◆ **TASK**
Transcribe each of the following entries word for word, and leave the pictures out of your answer.

◆ **MATERIAL PROVIDED**
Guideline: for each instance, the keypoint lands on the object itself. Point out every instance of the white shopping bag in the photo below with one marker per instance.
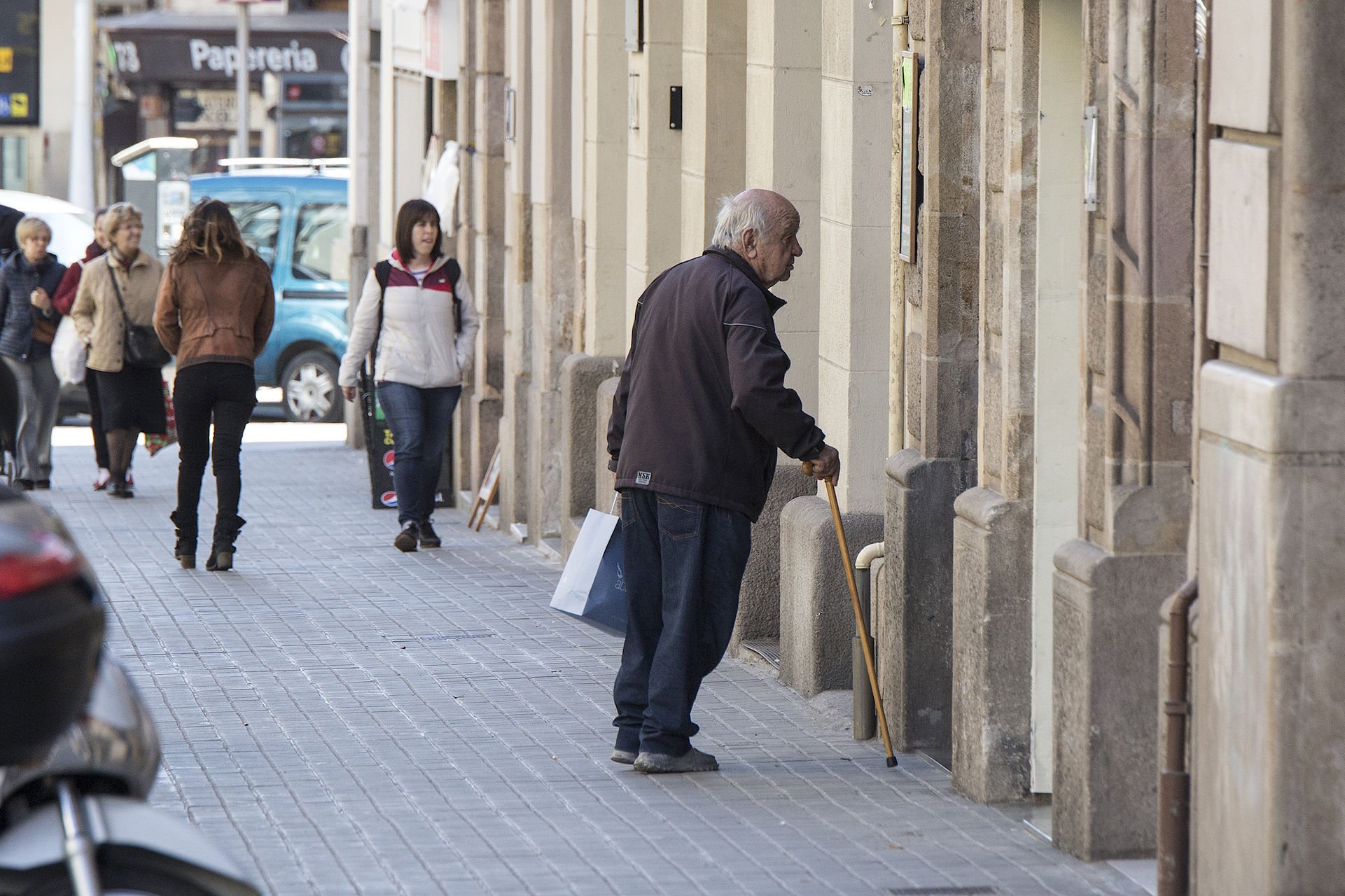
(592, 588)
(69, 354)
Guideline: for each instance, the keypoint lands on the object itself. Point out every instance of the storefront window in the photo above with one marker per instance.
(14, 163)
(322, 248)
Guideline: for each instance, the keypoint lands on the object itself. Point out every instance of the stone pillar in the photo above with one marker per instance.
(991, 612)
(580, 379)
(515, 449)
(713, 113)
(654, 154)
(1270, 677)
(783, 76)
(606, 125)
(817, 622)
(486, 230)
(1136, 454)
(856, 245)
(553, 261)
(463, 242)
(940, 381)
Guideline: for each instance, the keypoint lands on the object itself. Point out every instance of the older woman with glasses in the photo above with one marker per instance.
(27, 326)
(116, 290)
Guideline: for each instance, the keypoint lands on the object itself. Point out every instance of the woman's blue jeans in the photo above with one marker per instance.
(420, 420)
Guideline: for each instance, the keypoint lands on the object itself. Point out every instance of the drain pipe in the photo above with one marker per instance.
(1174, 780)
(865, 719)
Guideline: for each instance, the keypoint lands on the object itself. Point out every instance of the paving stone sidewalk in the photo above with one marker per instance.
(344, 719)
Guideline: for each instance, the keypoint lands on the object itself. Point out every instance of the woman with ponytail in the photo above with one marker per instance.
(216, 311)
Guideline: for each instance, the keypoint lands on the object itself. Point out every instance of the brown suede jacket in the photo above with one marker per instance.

◆ **THE RESPONSE**
Guideline: for each instance, the keypoint lands on the object itself. Point out every instance of the white shopping bag in the photo below with one marker per instance.
(592, 588)
(69, 354)
Guideline: for each instance, the keypoint lands on the object itself. Point out every instance of the storefront window in the photo above with one marker per instance.
(14, 163)
(322, 248)
Guideline: for each instance, the keypoint lands on the object itself. Point out every instance of the stone pillar in the photo above with one marker per instance.
(991, 612)
(580, 379)
(515, 449)
(713, 113)
(654, 154)
(1270, 677)
(783, 76)
(606, 125)
(817, 622)
(486, 230)
(1136, 454)
(856, 245)
(553, 261)
(463, 242)
(940, 381)
Guideline: for each instance, the keypoint lands on the object itself. Point out every instance of the older woman with glasses in the photo above with one marker per instance.
(27, 326)
(116, 290)
Guideline: for each instance, the keypoint lands on the object itself. Point out every instance of the woman's blue jeans in the photo above with one marker per instance.
(420, 420)
Guideline: for each instance, the keypoint lands on the object itself. Point out every instance of the drain pipe in the photo above with one marker per instance.
(1174, 780)
(865, 719)
Guideline: for each instance, the keypoint lands on the object itself. Point out every instance of the paving stone sidewalk in the photo above with one marker per instance.
(344, 719)
Guideline: for each instance, the keypoint lands on the object itself. Point out every instance of the woman with ponytail in the photo above with one marker per instance.
(216, 311)
Guideline: for each instance, the keypoint lands on the object itself. Point out every instance of the brown suede jacket in the photo above with one marker per instance.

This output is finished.